***** PROVIDED RECORDS

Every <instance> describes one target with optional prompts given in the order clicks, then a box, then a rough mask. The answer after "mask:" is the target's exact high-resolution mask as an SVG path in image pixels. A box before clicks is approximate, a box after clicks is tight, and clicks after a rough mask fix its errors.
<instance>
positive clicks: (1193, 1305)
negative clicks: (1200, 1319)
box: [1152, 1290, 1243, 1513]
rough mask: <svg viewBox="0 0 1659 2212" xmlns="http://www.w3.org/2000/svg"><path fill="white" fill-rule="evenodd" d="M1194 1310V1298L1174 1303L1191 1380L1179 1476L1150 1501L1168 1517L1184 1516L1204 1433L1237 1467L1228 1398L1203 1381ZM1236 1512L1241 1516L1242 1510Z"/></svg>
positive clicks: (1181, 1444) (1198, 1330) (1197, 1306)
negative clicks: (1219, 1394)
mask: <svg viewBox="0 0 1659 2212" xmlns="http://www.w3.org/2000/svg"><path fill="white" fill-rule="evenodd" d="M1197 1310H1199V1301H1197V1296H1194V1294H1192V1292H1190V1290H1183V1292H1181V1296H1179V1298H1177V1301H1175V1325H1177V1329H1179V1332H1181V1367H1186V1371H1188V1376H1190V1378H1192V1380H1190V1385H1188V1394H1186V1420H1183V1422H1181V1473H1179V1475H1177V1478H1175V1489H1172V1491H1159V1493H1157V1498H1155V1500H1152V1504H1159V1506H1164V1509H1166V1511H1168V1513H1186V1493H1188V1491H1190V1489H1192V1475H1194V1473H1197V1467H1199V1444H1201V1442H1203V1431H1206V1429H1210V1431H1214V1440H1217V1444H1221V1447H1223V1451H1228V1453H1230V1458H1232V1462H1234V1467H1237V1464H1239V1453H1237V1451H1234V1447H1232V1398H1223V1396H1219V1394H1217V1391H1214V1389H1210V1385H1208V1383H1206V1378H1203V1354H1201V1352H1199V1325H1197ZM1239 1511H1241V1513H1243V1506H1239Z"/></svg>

**********

PROMPT:
The reply should be a precise retyping of all the data.

SOLUTION TO THIS PROBLEM:
Every <instance> describes one target with optional prompts given in the order clicks, then a box, then a rough mask. The answer after "mask:" is the target's exact high-resolution mask as an SVG path in image pixels. A box before clicks is approximate, a box after clicks is tight, and clicks after a rough mask fix its errors.
<instance>
positive clicks: (1193, 1305)
negative clicks: (1200, 1319)
box: [1152, 1290, 1243, 1513]
rough mask: <svg viewBox="0 0 1659 2212" xmlns="http://www.w3.org/2000/svg"><path fill="white" fill-rule="evenodd" d="M1194 1310V1298L1174 1303L1191 1380L1179 1476L1150 1501L1168 1517L1184 1516L1204 1433L1237 1467L1228 1398L1203 1381ZM1236 1512L1241 1516L1242 1510Z"/></svg>
positive clicks: (1181, 1444) (1198, 1330) (1197, 1306)
negative clicks: (1219, 1394)
mask: <svg viewBox="0 0 1659 2212" xmlns="http://www.w3.org/2000/svg"><path fill="white" fill-rule="evenodd" d="M1197 1310H1199V1301H1197V1296H1194V1294H1192V1292H1190V1290H1183V1292H1181V1296H1179V1298H1177V1301H1175V1325H1177V1329H1179V1332H1181V1367H1186V1371H1188V1376H1190V1378H1192V1380H1190V1385H1188V1394H1186V1420H1183V1422H1181V1473H1179V1475H1177V1478H1175V1489H1172V1491H1159V1493H1157V1498H1155V1500H1152V1504H1159V1506H1164V1509H1166V1511H1168V1513H1186V1493H1188V1491H1190V1489H1192V1475H1194V1473H1197V1467H1199V1444H1201V1442H1203V1431H1206V1429H1210V1431H1214V1440H1217V1444H1221V1447H1223V1451H1228V1453H1230V1458H1232V1462H1234V1467H1237V1464H1239V1453H1237V1451H1234V1447H1232V1398H1223V1396H1219V1394H1217V1391H1214V1389H1210V1385H1208V1383H1206V1378H1203V1354H1201V1352H1199V1325H1197ZM1239 1511H1241V1513H1243V1506H1239Z"/></svg>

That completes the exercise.